### Dataset extract
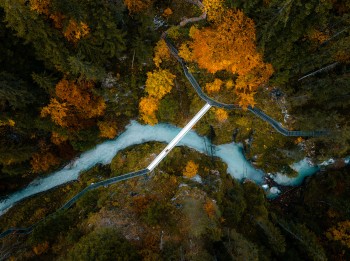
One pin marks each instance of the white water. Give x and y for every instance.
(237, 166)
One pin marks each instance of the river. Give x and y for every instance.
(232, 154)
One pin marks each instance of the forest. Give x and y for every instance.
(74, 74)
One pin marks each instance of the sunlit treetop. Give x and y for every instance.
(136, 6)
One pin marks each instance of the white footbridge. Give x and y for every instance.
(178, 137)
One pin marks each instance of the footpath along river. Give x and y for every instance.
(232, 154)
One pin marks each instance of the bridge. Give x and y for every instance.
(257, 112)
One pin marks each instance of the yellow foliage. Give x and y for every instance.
...
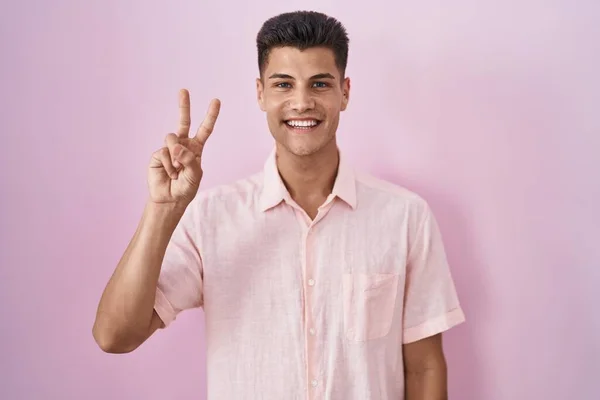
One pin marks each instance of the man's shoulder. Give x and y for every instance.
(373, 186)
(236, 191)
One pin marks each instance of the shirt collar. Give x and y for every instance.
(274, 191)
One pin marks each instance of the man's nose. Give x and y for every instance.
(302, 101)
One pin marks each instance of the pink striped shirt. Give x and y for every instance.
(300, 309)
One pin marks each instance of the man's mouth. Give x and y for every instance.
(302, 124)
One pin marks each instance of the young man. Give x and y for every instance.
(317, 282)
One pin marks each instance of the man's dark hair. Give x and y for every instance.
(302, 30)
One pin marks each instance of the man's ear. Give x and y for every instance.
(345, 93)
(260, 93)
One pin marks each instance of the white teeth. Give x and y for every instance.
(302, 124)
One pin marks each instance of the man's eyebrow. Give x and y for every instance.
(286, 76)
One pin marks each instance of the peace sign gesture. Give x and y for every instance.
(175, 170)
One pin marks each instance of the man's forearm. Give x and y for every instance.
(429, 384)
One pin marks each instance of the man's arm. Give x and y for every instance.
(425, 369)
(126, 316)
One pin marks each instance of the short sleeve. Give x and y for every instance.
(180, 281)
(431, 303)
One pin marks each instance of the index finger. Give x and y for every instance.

### Task goal
State how many lines in the entries above contain the word "river", and reply with the number alone.

### Answer below
2